#### Exercise text
================================

Lipids hit a “sweet spot” to direct cellular membrane remodeling.

Lipid membrane reshaping is critical to many common cellular processes, including cargo trafficking, cell motility, and organelle biogenesis. The Rodal lab studies how dynamic membrane remodeling is achieved by the active interplay between lipids and proteins. Recent results, published in Cell Reports, demonstrate that for the membrane remodeling protein Nervous Wreck (Nwk), intramolecular autoregulation and membrane charge work together in surprising ways to restrict remodeling to a limited range of lipid compositions.

F-BAR (Fes/Cip4 homology Bin/Amphiphysin/Rvs) domain family proteins are important mediators of membrane remodeling events. The F-BAR domain forms a crescent-shaped α-helical dimer that interacts with and deforms negatively charged membrane phospholipids by assembling into higher-order scaffolds. In this paper, Kelley et al. have shown that the neuronal F-BAR protein Nwk is autoregulated by its C-terminal SH3 domains, which interact directly with the F-BAR domain to inhibit membrane binding. Until now, the dogma in the field has been that increasing concentrations of negatively charged lipids would increase Nwk membrane binding, and thus would induce membrane deformation.

Surprisingly, Kelley et al. found that autoregulation does not mediate this kind of simple “on-off” switch for membrane remodeling. Instead, increasing the concentration of negatively charged lipids increases membrane binding, but inhibits F-BAR membrane deforming activities (see below). Using a combination of in vitro assays and single particle electron microscopy, they found that the Nwk F-BAR domain efficiently assembles into higher-order structures and deforms membranes only within “sweet spot” of negative membrane charge, and that autoregulation elevates this range. The implication of this work is that autoregulation could either reduce membrane binding or promote higher-order assembly, depending on local cellular membrane composition. This study suggests a significant role for the regulation of membrane composition in remodeling.

================================

[Data records]
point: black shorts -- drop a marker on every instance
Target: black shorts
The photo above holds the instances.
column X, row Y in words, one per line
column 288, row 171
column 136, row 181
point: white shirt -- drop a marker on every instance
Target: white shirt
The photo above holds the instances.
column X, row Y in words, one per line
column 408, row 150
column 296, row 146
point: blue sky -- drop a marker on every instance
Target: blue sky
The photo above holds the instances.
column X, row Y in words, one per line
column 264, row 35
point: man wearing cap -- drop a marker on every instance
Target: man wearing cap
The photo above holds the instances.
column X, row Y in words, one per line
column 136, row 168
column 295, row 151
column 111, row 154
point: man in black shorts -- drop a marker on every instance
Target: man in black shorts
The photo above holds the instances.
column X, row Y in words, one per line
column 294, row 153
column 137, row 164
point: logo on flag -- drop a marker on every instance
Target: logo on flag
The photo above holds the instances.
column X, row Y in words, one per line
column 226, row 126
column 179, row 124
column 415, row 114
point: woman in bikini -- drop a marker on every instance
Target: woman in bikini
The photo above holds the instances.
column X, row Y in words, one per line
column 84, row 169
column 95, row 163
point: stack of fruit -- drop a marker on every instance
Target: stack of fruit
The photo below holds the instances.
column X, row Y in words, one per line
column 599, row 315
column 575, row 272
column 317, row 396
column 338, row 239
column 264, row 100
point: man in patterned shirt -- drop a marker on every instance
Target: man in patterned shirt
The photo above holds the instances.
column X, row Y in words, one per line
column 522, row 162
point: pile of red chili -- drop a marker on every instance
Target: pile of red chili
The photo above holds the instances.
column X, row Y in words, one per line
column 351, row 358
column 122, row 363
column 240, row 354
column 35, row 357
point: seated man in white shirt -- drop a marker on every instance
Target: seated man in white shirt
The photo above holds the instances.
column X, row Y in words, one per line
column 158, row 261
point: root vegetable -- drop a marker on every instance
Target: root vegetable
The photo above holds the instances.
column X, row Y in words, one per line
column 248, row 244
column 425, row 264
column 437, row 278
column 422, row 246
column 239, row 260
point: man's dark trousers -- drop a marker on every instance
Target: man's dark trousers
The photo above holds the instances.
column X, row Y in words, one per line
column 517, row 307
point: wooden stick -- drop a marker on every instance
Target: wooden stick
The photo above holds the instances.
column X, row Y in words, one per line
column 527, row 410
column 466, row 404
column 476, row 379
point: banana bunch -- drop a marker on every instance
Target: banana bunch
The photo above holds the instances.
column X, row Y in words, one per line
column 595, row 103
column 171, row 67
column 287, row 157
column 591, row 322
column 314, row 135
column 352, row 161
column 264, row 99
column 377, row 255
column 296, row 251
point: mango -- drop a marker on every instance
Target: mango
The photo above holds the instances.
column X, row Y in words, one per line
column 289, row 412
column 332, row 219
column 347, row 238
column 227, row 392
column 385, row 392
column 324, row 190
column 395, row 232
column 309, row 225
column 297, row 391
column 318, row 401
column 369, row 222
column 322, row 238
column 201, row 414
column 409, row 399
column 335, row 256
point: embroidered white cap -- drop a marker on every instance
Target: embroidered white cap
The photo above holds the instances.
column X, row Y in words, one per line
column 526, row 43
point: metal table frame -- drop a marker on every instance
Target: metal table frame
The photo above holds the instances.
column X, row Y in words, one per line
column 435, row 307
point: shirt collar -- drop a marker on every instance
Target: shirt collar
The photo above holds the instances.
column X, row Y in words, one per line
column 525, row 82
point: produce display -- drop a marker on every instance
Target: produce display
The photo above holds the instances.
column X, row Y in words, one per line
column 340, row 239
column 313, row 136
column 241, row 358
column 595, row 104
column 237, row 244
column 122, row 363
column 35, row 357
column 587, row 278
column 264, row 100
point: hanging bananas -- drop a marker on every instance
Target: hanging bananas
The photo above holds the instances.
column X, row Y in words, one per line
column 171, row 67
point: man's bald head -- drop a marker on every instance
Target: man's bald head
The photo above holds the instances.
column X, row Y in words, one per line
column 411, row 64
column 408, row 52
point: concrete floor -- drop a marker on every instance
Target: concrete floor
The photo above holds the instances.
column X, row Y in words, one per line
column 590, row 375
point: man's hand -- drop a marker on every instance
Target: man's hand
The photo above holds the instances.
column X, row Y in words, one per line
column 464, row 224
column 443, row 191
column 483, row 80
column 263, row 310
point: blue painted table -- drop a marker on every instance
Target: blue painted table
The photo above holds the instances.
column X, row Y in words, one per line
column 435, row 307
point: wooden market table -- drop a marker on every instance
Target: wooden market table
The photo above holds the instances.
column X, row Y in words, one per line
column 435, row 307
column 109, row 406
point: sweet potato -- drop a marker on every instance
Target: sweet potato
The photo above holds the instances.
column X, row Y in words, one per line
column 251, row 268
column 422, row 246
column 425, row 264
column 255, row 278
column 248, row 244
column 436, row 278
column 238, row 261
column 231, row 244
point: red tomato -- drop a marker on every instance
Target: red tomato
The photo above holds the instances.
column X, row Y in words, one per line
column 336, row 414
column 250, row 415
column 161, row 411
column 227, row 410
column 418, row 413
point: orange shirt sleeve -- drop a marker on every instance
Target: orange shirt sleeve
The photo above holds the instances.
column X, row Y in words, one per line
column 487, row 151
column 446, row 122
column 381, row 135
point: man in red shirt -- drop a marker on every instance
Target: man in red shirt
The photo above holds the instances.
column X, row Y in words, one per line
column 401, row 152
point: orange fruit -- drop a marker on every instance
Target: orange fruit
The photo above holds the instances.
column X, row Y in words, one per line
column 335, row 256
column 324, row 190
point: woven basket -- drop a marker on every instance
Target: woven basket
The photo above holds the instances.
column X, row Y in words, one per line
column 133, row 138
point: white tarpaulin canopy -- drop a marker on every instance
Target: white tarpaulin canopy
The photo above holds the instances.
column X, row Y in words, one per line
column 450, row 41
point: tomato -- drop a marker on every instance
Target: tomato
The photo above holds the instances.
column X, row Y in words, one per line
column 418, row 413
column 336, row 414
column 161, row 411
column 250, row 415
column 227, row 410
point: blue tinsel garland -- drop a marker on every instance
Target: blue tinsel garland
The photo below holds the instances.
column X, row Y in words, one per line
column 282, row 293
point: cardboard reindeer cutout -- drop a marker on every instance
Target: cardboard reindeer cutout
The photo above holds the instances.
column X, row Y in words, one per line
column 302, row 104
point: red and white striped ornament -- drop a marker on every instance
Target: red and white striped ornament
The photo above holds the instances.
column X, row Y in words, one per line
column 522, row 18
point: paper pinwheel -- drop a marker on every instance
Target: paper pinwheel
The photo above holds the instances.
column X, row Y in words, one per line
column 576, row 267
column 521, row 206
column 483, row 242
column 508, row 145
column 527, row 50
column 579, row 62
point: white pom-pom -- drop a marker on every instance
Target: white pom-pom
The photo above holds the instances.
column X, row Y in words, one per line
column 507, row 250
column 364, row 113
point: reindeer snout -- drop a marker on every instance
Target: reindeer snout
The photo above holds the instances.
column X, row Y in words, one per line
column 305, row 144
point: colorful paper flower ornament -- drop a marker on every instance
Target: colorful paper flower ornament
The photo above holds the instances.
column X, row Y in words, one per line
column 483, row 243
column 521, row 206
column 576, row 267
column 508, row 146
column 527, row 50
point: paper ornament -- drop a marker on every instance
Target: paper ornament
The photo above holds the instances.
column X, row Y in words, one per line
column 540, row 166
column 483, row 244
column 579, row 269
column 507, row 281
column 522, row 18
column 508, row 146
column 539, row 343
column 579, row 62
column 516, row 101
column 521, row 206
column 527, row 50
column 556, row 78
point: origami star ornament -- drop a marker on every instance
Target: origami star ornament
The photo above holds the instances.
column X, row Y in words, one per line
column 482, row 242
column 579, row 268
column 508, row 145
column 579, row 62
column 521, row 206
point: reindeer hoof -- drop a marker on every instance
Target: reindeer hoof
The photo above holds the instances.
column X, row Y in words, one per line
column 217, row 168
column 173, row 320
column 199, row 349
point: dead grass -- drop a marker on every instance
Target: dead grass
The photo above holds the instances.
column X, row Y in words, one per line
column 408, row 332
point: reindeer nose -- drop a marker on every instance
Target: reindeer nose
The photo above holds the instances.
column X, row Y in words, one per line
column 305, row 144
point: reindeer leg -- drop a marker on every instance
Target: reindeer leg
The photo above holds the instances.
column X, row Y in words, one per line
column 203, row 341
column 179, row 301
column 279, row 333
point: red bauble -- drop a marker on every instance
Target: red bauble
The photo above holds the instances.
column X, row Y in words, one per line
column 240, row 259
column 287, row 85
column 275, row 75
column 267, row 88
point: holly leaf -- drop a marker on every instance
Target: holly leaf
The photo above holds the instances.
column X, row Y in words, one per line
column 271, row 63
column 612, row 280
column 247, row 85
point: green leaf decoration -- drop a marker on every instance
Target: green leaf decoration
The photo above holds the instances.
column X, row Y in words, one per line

================================

#### Instructions
A. Please answer these questions from the text on lipid membrane remodeling, one line each:
(i) In which journal were the recent results from the Rodal lab published?
(ii) Which domains of Nwk interact directly with its F-BAR domain to inhibit membrane binding?
(iii) What two approaches did Kelley et al. combine to study the Nwk F-BAR domain?
B. For each statement, decide whether it agrees with the text on lipid membrane remodeling. Answer yes or no and quote the words that settle it.
(i) The F-BAR domain forms a crescent-shaped dimer.
(ii) Autoregulation of Nwk works as a simple on-off switch for membrane remodeling.
(iii) Autoregulation lowers the range of negative membrane charge in which the Nwk F-BAR domain deforms membranes.

#### Answers by task
A.
(i) Cell Reports
(ii) Its C-terminal SH3 domains
(iii) In vitro assays and single particle electron microscopy

B.
(i) Yes: "The F-BAR domain forms a crescent-shaped α-helical dimer"
(ii) No: "autoregulation does not mediate this kind of simple “on-off” switch for membrane remodeling"
(iii) No: "autoregulation elevates this range"